▶ _Task prompt_: Copy out the lines of the data below, from the line with "tag the white water stream" up to and including the line with "column 896, row 117", with no changes.

::: Material provided :::

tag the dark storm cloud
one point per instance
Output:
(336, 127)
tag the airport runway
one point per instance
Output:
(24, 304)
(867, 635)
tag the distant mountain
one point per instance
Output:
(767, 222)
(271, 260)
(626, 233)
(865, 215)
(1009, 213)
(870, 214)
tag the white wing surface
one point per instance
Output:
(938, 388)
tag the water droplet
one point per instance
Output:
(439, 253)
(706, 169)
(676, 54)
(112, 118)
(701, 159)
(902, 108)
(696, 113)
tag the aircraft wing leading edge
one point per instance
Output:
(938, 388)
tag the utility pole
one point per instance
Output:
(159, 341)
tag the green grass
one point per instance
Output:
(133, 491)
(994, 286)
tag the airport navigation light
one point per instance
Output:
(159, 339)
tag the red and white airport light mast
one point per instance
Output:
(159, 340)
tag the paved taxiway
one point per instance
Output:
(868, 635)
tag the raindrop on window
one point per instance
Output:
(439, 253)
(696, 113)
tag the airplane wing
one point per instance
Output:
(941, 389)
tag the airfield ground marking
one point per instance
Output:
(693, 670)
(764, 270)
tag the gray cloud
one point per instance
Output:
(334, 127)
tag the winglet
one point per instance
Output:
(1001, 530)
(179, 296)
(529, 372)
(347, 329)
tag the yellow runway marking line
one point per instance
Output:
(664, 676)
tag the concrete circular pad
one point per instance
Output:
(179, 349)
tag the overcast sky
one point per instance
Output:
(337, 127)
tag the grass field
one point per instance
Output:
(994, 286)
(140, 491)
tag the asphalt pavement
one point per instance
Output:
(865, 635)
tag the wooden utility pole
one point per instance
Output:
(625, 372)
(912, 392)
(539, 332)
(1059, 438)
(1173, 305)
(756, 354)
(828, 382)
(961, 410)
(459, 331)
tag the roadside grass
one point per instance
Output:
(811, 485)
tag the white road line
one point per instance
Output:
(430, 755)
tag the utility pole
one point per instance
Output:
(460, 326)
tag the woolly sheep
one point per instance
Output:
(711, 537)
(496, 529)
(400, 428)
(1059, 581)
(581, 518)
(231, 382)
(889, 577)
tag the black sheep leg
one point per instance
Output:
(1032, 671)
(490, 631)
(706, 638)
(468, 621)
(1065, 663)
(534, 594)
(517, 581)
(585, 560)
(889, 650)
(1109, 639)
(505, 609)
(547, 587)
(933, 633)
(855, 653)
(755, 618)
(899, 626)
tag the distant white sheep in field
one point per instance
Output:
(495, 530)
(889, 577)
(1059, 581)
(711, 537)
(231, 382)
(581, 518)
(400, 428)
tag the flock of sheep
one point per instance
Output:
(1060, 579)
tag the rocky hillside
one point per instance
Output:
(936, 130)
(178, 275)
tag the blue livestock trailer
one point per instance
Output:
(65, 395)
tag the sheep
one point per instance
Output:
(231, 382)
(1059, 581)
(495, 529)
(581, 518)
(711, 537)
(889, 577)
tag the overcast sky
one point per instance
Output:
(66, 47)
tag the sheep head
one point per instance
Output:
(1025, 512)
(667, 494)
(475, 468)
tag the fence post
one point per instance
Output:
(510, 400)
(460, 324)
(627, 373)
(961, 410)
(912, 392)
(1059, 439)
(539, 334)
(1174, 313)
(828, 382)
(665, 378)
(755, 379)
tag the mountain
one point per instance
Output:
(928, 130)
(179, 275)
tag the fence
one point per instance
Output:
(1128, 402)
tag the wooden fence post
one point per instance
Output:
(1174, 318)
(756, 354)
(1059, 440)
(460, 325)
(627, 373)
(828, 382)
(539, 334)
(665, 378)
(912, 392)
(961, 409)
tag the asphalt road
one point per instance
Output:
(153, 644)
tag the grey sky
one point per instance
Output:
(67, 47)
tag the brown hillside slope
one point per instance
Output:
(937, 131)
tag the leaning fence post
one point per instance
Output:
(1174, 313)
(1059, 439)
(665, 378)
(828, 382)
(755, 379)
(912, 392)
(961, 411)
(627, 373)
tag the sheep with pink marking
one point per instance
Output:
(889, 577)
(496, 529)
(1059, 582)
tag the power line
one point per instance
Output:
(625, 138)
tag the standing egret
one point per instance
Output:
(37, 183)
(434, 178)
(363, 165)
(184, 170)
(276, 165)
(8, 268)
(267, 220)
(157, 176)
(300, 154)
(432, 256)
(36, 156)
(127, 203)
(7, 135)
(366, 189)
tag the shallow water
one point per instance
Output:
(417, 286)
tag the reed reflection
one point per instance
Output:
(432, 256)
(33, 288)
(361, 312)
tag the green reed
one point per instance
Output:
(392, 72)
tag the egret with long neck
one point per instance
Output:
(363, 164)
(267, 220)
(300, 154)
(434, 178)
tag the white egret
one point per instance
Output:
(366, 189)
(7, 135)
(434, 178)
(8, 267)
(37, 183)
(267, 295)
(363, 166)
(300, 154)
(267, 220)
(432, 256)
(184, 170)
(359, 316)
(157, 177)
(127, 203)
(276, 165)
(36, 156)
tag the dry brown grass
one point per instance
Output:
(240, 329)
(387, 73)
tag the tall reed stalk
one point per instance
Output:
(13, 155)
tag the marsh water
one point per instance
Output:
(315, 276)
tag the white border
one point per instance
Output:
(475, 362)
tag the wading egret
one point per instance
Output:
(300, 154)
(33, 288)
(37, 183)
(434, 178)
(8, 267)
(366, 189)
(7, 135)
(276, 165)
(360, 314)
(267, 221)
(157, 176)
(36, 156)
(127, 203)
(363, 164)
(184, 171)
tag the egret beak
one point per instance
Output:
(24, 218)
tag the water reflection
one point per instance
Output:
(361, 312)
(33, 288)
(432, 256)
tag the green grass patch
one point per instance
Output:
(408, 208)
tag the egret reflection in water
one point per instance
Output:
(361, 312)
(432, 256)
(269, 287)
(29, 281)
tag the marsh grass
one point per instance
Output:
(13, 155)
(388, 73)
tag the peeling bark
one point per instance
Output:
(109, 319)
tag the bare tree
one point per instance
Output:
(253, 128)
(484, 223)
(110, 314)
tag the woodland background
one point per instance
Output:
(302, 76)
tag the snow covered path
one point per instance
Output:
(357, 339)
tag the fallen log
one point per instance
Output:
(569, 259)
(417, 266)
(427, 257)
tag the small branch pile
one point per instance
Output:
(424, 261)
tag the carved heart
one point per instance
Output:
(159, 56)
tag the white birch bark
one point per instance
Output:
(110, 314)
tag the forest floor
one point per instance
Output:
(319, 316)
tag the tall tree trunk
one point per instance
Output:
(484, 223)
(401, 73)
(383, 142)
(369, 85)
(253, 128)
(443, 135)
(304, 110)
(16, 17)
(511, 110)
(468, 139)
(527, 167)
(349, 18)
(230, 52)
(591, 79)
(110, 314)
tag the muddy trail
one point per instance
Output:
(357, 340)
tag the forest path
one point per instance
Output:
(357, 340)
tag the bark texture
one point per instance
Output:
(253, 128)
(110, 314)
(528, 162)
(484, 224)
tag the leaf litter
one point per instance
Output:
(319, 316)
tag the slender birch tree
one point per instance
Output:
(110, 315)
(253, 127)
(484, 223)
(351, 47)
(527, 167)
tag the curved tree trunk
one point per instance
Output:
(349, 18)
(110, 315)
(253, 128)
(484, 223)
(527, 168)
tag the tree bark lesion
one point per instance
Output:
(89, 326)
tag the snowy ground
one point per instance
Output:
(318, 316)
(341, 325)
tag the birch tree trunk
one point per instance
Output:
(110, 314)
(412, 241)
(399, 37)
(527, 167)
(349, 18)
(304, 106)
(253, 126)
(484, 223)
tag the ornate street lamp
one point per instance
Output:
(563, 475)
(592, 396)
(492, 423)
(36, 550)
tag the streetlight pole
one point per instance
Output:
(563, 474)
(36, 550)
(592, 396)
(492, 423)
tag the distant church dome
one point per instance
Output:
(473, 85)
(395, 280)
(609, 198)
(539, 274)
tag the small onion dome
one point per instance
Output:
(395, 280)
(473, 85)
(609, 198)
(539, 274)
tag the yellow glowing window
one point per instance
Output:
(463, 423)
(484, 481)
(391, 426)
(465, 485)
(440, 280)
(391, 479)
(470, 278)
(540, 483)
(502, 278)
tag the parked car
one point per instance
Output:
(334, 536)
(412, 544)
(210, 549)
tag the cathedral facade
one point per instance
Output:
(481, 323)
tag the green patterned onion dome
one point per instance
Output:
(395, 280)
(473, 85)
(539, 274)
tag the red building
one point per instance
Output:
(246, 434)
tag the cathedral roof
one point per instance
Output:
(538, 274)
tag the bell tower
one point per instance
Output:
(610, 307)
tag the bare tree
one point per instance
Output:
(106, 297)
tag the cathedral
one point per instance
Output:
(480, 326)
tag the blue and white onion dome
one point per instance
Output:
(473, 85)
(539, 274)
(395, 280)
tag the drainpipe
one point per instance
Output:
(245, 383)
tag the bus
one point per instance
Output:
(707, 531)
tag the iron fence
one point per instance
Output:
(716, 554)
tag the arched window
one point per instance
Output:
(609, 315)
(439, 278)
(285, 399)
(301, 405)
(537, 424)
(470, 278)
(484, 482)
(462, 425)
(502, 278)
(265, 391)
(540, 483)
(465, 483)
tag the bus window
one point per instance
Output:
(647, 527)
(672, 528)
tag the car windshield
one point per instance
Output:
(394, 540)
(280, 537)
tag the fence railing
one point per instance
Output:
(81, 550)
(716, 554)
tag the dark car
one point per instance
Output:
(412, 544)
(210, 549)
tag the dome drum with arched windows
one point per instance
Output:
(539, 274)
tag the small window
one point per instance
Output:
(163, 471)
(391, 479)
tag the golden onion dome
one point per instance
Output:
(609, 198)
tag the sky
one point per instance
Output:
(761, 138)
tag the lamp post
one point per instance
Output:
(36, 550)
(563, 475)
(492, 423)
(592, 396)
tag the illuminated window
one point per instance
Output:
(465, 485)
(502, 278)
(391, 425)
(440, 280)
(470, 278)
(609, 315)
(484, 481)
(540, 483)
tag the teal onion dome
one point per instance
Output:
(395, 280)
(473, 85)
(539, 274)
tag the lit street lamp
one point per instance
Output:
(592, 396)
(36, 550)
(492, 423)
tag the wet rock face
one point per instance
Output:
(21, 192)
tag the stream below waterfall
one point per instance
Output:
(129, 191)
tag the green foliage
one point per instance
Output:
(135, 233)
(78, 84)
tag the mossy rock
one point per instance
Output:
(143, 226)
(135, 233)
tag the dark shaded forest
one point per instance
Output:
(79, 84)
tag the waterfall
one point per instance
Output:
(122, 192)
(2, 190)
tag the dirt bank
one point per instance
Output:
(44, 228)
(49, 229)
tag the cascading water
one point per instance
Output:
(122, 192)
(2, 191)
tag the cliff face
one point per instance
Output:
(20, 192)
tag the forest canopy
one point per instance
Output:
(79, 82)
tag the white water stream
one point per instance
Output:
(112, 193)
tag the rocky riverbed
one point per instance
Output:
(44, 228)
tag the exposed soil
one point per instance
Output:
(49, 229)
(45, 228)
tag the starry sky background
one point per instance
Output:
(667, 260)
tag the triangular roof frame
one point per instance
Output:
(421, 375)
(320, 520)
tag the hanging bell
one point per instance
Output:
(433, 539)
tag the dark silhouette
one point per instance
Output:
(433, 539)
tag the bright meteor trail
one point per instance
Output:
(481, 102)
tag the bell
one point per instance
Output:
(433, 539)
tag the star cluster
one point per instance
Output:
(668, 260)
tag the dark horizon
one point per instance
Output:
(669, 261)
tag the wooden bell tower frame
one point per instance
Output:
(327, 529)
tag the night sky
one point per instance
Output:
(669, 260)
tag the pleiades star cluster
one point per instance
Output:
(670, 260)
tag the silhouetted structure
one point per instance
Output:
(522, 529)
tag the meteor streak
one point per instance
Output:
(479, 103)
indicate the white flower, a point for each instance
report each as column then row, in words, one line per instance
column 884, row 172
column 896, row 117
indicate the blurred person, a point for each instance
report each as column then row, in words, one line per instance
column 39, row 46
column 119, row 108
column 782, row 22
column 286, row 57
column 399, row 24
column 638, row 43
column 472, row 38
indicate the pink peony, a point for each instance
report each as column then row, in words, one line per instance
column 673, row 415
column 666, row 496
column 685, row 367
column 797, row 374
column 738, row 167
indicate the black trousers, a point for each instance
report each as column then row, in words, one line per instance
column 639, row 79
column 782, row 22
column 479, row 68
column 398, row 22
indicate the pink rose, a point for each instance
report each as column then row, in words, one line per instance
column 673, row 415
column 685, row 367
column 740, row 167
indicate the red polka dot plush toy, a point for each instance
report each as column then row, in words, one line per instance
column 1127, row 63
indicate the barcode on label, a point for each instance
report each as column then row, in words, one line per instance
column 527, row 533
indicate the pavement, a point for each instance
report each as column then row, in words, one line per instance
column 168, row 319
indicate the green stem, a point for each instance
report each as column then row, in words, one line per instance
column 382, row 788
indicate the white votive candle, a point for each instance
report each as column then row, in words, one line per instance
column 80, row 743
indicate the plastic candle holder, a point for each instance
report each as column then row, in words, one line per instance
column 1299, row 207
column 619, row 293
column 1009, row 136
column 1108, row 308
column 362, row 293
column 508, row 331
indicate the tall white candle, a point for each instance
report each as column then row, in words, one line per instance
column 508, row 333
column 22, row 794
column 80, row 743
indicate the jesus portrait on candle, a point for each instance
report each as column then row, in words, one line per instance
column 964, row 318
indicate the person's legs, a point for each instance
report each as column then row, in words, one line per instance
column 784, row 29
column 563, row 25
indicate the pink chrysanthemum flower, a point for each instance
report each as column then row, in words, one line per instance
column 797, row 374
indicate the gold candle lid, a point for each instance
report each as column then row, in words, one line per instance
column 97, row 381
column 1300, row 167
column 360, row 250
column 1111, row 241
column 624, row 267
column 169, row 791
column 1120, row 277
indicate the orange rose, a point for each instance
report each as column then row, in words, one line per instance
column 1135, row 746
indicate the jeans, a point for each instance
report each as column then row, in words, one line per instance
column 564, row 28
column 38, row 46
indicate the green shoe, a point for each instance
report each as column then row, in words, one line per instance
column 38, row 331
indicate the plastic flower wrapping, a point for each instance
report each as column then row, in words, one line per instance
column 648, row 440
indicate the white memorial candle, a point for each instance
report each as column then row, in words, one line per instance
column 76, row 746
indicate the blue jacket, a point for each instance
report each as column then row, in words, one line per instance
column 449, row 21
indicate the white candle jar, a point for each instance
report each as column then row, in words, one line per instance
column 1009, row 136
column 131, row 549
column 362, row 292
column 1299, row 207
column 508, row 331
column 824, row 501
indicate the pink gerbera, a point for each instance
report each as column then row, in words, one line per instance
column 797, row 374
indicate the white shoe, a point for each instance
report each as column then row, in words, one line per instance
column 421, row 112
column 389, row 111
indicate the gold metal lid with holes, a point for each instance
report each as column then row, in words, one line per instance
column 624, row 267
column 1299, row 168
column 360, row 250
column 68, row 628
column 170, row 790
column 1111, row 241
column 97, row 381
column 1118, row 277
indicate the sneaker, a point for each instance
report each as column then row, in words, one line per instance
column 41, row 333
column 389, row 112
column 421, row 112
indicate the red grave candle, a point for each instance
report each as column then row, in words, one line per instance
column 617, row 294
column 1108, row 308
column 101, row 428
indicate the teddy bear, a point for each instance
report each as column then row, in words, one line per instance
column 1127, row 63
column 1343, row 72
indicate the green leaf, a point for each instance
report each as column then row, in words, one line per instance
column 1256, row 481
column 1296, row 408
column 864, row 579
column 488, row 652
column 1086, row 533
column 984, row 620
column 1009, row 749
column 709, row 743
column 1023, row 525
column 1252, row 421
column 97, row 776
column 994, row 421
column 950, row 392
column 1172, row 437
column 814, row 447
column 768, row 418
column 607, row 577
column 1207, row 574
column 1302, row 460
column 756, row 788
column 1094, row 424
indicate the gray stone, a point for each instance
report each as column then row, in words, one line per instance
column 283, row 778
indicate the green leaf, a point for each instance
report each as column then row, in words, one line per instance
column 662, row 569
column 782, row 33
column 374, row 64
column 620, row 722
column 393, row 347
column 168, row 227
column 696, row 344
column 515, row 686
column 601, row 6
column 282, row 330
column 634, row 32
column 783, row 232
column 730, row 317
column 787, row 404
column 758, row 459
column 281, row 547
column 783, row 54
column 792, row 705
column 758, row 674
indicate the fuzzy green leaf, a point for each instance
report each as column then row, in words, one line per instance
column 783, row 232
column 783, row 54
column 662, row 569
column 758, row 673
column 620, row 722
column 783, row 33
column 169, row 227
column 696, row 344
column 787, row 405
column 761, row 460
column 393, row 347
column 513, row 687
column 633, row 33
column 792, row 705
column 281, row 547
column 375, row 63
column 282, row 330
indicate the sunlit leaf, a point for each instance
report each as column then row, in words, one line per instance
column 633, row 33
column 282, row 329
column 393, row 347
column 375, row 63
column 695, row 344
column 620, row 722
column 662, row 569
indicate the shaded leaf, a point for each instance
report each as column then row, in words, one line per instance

:::

▶ _Response to this task_:
tag the white water stream
one point per instance
Output:
(112, 193)
tag the rocky riverbed
one point per instance
Output:
(44, 228)
tag the exposed soil
one point per instance
Output:
(49, 229)
(45, 228)
tag the starry sky background
one point per instance
Output:
(667, 260)
tag the triangular roof frame
one point per instance
Output:
(421, 375)
(320, 520)
tag the hanging bell
one point per instance
Output:
(433, 539)
tag the dark silhouette
one point per instance
Output:
(433, 539)
tag the bright meteor trail
one point per instance
Output:
(481, 102)
tag the bell
one point per instance
Output:
(433, 539)
tag the star cluster
one point per instance
Output:
(668, 260)
tag the dark horizon
one point per instance
Output:
(669, 261)
tag the wooden bell tower frame
one point per instance
Output:
(327, 529)
tag the night sky
one point per instance
Output:
(669, 260)
tag the pleiades star cluster
one point per instance
Output:
(670, 260)
tag the silhouetted structure
one point per instance
Output:
(522, 529)
tag the meteor streak
one point per instance
Output:
(479, 103)
indicate the white flower, a point for each instance
report each as column then row, in words, one line per instance
column 884, row 172
column 896, row 117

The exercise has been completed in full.